**Information:**
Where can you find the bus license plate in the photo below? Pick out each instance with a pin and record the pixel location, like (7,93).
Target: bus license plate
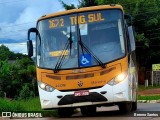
(81,93)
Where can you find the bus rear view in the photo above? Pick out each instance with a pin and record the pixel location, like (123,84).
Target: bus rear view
(85,58)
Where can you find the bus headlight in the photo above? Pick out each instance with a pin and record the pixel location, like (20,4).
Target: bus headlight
(118,78)
(45,87)
(121,77)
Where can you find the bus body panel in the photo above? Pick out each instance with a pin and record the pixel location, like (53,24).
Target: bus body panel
(99,82)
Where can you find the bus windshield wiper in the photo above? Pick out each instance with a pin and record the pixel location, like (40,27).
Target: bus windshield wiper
(84,47)
(63,54)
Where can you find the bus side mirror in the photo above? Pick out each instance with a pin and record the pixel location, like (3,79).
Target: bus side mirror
(128,19)
(30,48)
(29,42)
(131,38)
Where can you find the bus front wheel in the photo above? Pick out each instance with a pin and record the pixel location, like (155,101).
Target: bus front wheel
(125,107)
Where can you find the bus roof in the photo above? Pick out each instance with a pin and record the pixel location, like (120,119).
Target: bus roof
(112,6)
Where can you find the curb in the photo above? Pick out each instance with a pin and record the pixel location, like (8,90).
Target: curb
(148,101)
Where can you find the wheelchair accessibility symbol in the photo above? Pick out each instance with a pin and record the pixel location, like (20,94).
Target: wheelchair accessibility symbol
(85,60)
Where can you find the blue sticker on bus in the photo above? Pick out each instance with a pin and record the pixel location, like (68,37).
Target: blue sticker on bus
(85,60)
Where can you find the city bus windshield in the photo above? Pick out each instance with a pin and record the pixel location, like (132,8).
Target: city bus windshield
(101,32)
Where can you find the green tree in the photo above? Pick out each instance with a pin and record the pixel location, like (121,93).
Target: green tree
(146,21)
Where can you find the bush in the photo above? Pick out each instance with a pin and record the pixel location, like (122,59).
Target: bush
(25,93)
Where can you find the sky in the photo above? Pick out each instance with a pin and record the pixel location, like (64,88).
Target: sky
(17,16)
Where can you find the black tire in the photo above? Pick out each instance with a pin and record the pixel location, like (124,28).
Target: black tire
(134,106)
(88,110)
(125,107)
(65,112)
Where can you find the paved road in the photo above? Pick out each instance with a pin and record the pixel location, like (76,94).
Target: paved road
(112,113)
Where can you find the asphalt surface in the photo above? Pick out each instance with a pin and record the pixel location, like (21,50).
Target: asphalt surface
(145,111)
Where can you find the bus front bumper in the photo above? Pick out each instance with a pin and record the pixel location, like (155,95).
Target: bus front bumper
(103,95)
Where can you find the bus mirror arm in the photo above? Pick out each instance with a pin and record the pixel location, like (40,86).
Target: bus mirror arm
(29,42)
(128,18)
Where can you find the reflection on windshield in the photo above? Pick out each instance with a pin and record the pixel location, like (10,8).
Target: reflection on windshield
(104,38)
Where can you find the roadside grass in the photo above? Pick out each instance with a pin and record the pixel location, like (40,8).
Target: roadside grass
(31,105)
(149,97)
(10,105)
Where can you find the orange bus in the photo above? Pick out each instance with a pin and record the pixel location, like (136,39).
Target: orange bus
(85,59)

**What is required:** In the entries above, one line contains "Where can you find the blue" and another contains "Where can you find the bus mirror". Reproduce exactly those two lines and the lines between them, nothing else.

**Solution to this exercise:**
Where can you find the blue sticker on bus in the photo above? Pick out each instance with a pin and record the pixel location, like (68,37).
Target: blue sticker on bus
(85,60)
Where can you find the city bus windshield in the photo above? Pick out each instance with a pin and record the pixel location, like (132,8).
Target: city bus windshield
(101,32)
Where can you find the green tree in the photo above? Pick out each instance with a pin and record the pixel location, like (121,93).
Target: green tree
(146,21)
Where can you find the bush in the photo above? Pick out each instance with a pin and record the pixel location, like (122,59).
Target: bush
(25,93)
Where can you find the sky in the photo above? Pick out each instance with a pin and record the pixel location, like (64,88).
Target: sky
(17,16)
Where can you find the black tire in the photo above? Pick out each instance with a pin and record the pixel location, like (124,28).
Target: black tire
(134,106)
(88,110)
(125,107)
(65,112)
Where can you find the paved road in the photo above? Pick out each instance with a pin and record the pixel location, like (76,94).
Target: paved road
(112,113)
Where can you find the asphalt surface in the photo above? Pick out each instance with a pin and record the pixel location, like (21,50).
Target: asphalt surface
(145,111)
Where can you find the bus front bumper in the photo above? Pick out each instance with a pin and record the pixel location, like (155,95).
Target: bus front bumper
(103,95)
Where can you find the bus mirror arm in the photo above? Pick out each instance with a pin and record the pixel location, like (40,86).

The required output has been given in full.